• Problem to work on
Rewrite the lines below, replacing "vertex pairs" with "coordinate pairs" wherever it appears and leaving everything else unchanged.

___ Entries

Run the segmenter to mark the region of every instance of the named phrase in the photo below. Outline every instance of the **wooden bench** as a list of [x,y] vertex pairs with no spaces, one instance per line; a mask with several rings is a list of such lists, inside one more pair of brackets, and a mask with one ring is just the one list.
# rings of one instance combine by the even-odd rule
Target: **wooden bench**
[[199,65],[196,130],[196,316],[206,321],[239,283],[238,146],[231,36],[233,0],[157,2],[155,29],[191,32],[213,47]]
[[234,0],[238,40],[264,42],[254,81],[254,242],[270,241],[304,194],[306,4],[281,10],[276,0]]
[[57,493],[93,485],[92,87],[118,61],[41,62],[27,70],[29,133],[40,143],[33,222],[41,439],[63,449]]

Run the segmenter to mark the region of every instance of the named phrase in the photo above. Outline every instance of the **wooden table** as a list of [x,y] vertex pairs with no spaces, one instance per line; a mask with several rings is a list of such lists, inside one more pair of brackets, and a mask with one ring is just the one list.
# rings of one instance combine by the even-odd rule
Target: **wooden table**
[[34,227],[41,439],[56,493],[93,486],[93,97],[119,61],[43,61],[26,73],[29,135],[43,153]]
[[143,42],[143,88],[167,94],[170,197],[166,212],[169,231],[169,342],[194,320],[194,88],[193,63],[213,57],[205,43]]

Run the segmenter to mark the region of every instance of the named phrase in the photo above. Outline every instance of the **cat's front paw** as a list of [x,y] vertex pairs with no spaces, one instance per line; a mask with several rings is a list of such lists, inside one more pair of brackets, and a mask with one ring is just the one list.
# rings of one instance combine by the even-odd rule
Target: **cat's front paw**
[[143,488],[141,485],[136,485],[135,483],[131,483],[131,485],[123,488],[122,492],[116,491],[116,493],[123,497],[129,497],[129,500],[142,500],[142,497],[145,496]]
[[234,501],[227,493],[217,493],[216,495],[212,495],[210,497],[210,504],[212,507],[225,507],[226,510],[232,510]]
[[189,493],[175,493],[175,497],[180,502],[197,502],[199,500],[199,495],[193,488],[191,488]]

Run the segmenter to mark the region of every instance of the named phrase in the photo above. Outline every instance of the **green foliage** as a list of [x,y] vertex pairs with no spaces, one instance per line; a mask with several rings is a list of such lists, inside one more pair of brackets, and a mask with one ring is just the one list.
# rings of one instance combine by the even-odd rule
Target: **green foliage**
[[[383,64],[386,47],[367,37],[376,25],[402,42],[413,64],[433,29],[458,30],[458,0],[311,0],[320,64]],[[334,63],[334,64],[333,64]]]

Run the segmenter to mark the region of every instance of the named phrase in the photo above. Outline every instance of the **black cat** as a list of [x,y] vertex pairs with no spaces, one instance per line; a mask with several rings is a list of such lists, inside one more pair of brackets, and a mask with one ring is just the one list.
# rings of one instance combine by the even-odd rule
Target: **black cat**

______

• Task result
Run the segmenter to mark the region of every instance of the named phrase in the photo below. Outline every instance of the **wooden bench** as a list of [x,y] coordinate pairs with no spaces, one instance per line; a mask with several rings is a list of such lists, inside one more pair of brackets, and a mask with one ring is just the one list.
# rings of one instance combine by the even-odd rule
Target: **wooden bench**
[[199,65],[196,130],[196,316],[206,321],[239,283],[238,146],[231,36],[233,0],[157,2],[155,29],[191,32],[213,47]]
[[234,0],[238,40],[264,42],[254,81],[254,242],[270,241],[304,194],[306,4],[281,10],[276,0]]
[[57,493],[93,485],[92,87],[118,61],[41,62],[27,70],[29,133],[40,143],[33,222],[41,439],[63,449]]

Run the segmenter to mark the region of every instance of the named phrase in the photo above. Outline every instance of the **wooden table** as a list of [x,y] coordinate pairs with no spaces, one instance per line; a mask with several rings is a list of such lists, inside one more pair of brackets, and a mask with one ring is just the one list.
# rings of one instance combine by the even-odd rule
Target: **wooden table**
[[34,227],[41,439],[56,493],[93,486],[93,97],[119,61],[43,61],[26,73],[29,135],[43,153]]
[[143,42],[143,88],[167,94],[170,197],[166,212],[169,231],[169,342],[194,320],[194,88],[193,63],[213,57],[205,43]]

Run the segmenter to mark the region of every instance of the named phrase in the photo above. Outline every instance of the **cat's front paw** as a list of [x,y] coordinate pairs with no spaces, one instance per line; a mask with several rings is a list of such lists, inside one more pair of brackets, and a mask with one ring is just the one list.
# rings of one instance combine by the even-odd rule
Target: **cat's front paw**
[[143,488],[141,485],[136,485],[135,483],[131,483],[131,485],[123,488],[122,492],[116,491],[116,493],[123,497],[129,497],[129,500],[142,500],[142,497],[145,496]]
[[234,501],[227,493],[217,493],[216,495],[212,495],[210,497],[210,504],[212,507],[225,507],[226,510],[232,510]]
[[189,493],[175,493],[175,497],[180,502],[197,502],[199,500],[199,495],[193,488],[191,488]]

Run the segmenter to mark the region of every instance of the named phrase in the photo above. Outline every instance of the **green foliage** as a list of [x,y] coordinate pairs with no spaces, one instance per line; a mask with several rings is a list of such lists, inside one more pair of brackets, and a mask with one ring is just the one list.
# rings of one instance combine by the even-odd rule
Target: **green foliage**
[[[383,64],[386,47],[367,37],[376,25],[402,42],[413,64],[433,29],[458,30],[458,0],[311,0],[320,64]],[[334,63],[334,64],[333,64]]]

Run the segmenter to mark the region of every instance of the named phrase in the photo above. Outline every instance of the **black cat** as a list of [x,y] coordinate pairs with no spaces, one instance per line; a mask with several rings is a list of such lists, inside one more pair of brackets, and a mask with one ring is just the one list.
# rings of one instance combine by the even-odd rule
Target: **black cat**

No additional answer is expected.